Point labeling records

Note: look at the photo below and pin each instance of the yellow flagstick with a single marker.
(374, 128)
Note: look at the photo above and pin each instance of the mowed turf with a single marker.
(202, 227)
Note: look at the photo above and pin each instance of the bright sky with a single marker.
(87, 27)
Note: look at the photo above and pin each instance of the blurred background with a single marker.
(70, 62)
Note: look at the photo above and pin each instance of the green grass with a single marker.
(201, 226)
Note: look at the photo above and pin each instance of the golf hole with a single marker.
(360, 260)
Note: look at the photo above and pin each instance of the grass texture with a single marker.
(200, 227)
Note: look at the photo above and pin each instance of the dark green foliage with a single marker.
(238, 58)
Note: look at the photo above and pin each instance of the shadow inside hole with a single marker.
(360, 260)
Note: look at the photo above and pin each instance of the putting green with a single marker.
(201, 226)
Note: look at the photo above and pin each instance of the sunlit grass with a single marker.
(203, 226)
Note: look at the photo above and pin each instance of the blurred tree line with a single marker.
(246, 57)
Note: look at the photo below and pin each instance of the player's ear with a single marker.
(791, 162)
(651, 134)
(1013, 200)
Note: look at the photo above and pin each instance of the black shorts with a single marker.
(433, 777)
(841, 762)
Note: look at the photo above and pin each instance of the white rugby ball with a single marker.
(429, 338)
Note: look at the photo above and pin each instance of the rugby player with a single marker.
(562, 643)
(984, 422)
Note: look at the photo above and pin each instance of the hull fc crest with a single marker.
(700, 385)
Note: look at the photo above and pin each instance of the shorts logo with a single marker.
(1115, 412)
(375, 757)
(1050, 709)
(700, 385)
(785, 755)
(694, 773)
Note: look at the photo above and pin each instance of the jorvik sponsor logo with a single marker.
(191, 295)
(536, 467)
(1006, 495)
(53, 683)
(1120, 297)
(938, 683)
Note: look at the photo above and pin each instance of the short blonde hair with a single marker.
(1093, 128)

Exercise objective: Change "single marker" to "single dot" everywhere in the records above, and write out all of their lines again with nothing else altered.

Response below:
Note: look at the photo below and pin each instance of the yellow flagstick with a single dot.
(374, 128)
Note: look at the photo above and pin each instance of the mowed turf with a single dot.
(202, 227)
Note: look at the photo above and pin each instance of the bright sky with a single dot.
(87, 27)
Note: look at the photo above and pin each instance of the blurred background with a single dot.
(70, 62)
Note: look at the photo above and pin each instance of the green grass with a single dot.
(201, 226)
Note: look at the photo above and pin each instance of the golf hole with a single dot.
(360, 260)
Note: look at the photo above and pin each instance of the grass texture with a single dot.
(200, 227)
Note: look at the photo above and pin each instance of the dark green foliage with a single dot.
(238, 58)
Note: look at the photo above and pin each instance of the shadow inside hole with a single dot.
(360, 260)
Note: look at the photo above and pin each instance of the putting green with a single dot.
(201, 226)
Note: look at the photo above and pin each instance of the sunlit grass with a single dot.
(203, 226)
Note: look at the photo above and pin each instance of the blurred tree line with a single dot.
(246, 57)
Note: look at the photo below and pin each instance of the player's ear with a single dot.
(791, 162)
(651, 134)
(1013, 200)
Note: look at the photo above and pin each instance of the black shorts with a single dot.
(433, 777)
(841, 762)
Note: look at the photo above and pin each instance of the white rugby ball with a single dot.
(429, 338)
Note: look at the photo above and pin each instance of the rugby player with a single dot.
(562, 643)
(984, 422)
Note: look at the photo above and pin each instance of the hull fc crest with a single dot.
(700, 385)
Note: look at the photo above and pin each instance of the shorts logo with a single dot.
(1115, 412)
(375, 757)
(1050, 709)
(700, 385)
(785, 755)
(694, 773)
Note: look at the photo above and pin each instance of the jorvik sponsor logo with a single dot.
(191, 295)
(536, 467)
(1006, 495)
(53, 683)
(1120, 297)
(938, 683)
Note: look at the photo above and pin each instance of the short blonde hair with a single dot.
(1093, 128)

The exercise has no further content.